Transcribe the part of the essay on finding a creative path after burnout between "Six or so years" and "I’d fallen from.", inclusive.

(Passage for review Opens)

I’ve spent the last few weeks working on a Thing. The Thing has been rolling around in my mind and heart for months and months. I’ve been planning and wondering and hoping and doubting (just a little bit), and I’m super excited about it… but I don’t want to jinx it, so I’m going to hold off on writing about it — for now.
This evening, a bit bleary-eyed from scanning, and worn out from spending significant time in editing mode, I asked myself how did I even GET HERE?
Self, that is an excellent question.
Six or so years ago, I was making a small living by putting my writing talent to work for an educational institution. When I landed that job — by way of some freelancing I’d done — I couldn’t believe my luck. But circumstances (and jobs) being what they are, my enthusiasm turned to burnout — gradually, at first, but later on, like an avalanche. What happened next is still a blur: Medical leave. Enforced rest. Whirling balls of what if…? Then, the Covid Lockdown. The decision to leave the job, sell my condo, and move to the desert Southwest, closer to my dad, farther from the frantic — and painful — treadmill I’d fallen from.
Locked down in a new city, with little to do and zero energy to do it with, I wandered around the internet and happened upon a free, 10-day creativity workshop with a hands-on offering from a different artist each day. Sounded interesting…
You make the path by walking, the saying goes. At that time, very much still in burnout-recovery-mode, I had no concrete plans and no to-do list — just plenty of free time, a cheap watercolor set, and some mixed media sketchbooks. I signed up for the workshop, and a new path appeared.
During those 10 days, I made art — in fits and starts — and found a kind of liberation. Whoa! It’s fun to do creative things I’ve never done before! There’s no obligation, no audience, and no product expected at the end of each session. (Although I’d been poet-ing for many years, I had stayed away from ART-type art, because of some upsetting teenage episodes there’s no need to rehash.)
By the end of that workshop, I had signed up for another series of tutorials, acquired some better supplies (let’s hear it for curbside pickup!), and met — in cyberspace — several creators I am still in touch with today. Those connections led to other connections… A simple creative session with Suzi Banks Baum led me to my first 100-Day Project. A workbook about art journaling, checked out of my barely-reopened library, led to online handmade bookmaking lessons with Vintage Page Designs. A trio of Let’s Make Art subscription boxes (a gift from my beloved friend Esther), led to watercolor tutorials with Kolbie Blume (This Writing Desk) and a love affair with gouache, which led me to ongoing painting lessons with Sarah Burns Studio.
The internet turned out to be the catalyst, and the doorway.
During the lockdown, a friend I’d made during a poetry workshop in 2019 introduced me to a new friend, and the three of us wrote together on Zoom once a week. Another poet friend up in Canada introduced me to her creative support group, where I’m learning gentle ways to tend to my projects. Other folks from creative retreats have kept in touch online, and as our web of connections keeps growing, my creative practice grows, too.
I recognize the enormous amount of privilege that makes all of this possible for me. It is no small thing to have the safety, space, and resources to play and experiment as I do now. Where once I’d struggled to squeeze a line or two of poetry in between work hours and commuting and the therapist’s office, I now have the luxury of time. I’ve found gifted teachers, whom I can afford. I’ve got good friends with whom I can share my rough drafts and sketches and successes and OMG failures — just as they share their work with me. I am grateful every minute of every day for my current circumstances.
I look at the last several years with a kind of wonder. Just when it seemed that there was no way to move forward — when I came to an unwilling full stop — a new path did appear. Not the beginning-to-end path. And certainly not a path free of detours and pitfalls. Still, step by step, turn by turn, this path is working, right here, right now.

(Passage for review Closes)
(Given data Opens)

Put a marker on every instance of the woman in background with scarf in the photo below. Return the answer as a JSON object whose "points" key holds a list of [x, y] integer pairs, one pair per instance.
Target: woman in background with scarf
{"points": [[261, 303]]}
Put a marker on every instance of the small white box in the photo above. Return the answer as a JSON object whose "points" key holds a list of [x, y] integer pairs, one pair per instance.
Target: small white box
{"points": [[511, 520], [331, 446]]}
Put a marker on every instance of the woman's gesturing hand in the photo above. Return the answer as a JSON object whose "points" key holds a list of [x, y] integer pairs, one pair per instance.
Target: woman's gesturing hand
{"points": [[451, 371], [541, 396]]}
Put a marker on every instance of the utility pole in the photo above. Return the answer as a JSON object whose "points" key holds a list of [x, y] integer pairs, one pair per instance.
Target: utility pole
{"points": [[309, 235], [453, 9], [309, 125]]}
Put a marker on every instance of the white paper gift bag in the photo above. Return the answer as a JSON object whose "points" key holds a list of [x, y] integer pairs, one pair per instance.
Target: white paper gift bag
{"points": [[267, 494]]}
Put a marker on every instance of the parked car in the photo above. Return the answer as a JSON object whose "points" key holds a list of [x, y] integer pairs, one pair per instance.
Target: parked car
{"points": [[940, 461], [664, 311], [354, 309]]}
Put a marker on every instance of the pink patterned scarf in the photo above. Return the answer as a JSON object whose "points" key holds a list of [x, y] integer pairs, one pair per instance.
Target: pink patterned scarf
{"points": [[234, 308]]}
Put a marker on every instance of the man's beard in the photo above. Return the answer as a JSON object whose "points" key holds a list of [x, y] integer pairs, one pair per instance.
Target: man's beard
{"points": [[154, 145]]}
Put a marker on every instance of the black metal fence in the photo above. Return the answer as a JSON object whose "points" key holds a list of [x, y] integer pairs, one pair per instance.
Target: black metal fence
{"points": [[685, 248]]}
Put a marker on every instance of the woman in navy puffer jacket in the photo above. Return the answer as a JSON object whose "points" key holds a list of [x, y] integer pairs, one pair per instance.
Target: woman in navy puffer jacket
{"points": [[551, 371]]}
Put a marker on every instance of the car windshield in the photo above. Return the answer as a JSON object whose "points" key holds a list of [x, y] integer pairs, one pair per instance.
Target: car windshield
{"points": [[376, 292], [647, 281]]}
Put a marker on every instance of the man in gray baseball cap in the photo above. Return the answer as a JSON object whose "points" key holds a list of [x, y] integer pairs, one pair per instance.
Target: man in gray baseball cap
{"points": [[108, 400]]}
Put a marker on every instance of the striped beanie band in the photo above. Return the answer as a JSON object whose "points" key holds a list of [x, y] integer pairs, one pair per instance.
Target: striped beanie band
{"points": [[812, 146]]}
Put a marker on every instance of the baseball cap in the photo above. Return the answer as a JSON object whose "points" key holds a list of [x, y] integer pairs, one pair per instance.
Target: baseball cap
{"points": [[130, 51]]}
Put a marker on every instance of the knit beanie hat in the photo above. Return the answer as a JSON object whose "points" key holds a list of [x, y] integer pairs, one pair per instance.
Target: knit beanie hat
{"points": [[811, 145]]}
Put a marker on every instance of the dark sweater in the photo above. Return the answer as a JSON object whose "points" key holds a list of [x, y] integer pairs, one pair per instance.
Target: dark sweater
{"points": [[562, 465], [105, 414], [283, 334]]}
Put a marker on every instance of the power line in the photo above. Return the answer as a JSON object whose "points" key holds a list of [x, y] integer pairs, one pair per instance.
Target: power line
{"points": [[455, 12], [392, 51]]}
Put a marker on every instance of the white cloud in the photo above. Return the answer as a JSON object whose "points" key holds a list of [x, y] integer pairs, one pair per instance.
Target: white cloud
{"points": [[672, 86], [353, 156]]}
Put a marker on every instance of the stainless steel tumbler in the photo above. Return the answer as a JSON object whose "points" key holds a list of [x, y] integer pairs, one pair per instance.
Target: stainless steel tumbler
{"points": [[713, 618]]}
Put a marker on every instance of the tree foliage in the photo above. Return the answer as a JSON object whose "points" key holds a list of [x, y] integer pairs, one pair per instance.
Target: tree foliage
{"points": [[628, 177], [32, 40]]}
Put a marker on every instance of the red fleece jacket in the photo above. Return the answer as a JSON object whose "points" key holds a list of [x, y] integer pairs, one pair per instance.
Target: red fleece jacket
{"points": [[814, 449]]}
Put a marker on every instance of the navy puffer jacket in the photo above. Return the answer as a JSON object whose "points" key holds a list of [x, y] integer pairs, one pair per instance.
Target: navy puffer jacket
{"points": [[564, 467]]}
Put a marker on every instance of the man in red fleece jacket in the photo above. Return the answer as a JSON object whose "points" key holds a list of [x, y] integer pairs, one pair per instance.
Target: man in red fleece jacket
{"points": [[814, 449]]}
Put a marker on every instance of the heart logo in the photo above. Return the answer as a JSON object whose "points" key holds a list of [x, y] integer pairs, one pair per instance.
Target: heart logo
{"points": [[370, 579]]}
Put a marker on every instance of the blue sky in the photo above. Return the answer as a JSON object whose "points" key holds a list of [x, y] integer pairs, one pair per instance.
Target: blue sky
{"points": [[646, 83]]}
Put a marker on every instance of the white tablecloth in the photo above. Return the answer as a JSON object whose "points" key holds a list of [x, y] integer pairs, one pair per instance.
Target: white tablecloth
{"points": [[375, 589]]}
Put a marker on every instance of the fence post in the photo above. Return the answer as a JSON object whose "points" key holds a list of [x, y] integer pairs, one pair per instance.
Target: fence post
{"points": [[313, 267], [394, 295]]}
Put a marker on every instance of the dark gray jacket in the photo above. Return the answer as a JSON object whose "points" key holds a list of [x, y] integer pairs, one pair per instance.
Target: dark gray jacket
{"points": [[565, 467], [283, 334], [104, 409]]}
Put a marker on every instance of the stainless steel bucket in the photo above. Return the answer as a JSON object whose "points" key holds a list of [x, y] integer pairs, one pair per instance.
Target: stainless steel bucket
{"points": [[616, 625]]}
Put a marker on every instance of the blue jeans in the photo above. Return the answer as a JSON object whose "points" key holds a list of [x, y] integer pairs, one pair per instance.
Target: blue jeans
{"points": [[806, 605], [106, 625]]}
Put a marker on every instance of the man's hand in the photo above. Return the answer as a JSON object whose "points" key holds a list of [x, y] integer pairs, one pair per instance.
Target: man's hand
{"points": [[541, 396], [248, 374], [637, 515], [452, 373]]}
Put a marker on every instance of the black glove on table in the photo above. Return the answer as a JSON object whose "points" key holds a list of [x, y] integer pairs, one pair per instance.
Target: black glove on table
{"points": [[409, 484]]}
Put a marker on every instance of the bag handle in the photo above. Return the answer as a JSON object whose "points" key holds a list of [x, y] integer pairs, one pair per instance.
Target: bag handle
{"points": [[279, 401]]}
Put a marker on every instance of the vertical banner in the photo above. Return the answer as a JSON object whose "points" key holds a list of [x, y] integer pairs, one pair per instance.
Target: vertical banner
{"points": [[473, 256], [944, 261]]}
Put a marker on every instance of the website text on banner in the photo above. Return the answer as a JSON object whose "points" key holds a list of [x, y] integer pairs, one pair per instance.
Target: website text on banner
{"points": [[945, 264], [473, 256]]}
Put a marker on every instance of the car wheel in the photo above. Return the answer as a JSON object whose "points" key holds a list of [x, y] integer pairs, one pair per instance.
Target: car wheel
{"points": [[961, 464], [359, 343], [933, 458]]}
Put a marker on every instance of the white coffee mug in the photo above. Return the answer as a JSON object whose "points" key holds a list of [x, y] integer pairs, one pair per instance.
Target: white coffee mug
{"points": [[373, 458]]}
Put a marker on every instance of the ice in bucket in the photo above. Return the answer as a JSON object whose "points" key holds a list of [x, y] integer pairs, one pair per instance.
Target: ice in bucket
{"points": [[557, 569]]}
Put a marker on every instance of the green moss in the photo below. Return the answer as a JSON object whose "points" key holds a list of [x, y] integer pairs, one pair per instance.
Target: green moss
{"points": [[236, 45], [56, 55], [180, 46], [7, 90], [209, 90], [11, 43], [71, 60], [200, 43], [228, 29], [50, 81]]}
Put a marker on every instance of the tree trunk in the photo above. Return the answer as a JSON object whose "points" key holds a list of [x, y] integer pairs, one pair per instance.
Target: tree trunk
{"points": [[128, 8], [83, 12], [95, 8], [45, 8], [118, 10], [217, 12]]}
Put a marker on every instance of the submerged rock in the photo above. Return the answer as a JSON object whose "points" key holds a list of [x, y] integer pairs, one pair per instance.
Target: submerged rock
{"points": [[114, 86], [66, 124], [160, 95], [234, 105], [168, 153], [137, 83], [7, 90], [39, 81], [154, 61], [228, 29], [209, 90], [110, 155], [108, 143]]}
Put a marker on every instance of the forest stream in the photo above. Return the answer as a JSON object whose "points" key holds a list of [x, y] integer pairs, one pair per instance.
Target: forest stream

(Given data Closes)

Your response:
Six or so years ago, I was making a small living by putting my writing talent to work for an educational institution. When I landed that job — by way of some freelancing I’d done — I couldn’t believe my luck. But circumstances (and jobs) being what they are, my enthusiasm turned to burnout — gradually, at first, but later on, like an avalanche. What happened next is still a blur: Medical leave. Enforced rest. Whirling balls of what if…? Then, the Covid Lockdown. The decision to leave the job, sell my condo, and move to the desert Southwest, closer to my dad, farther from the frantic — and painful — treadmill I’d fallen from.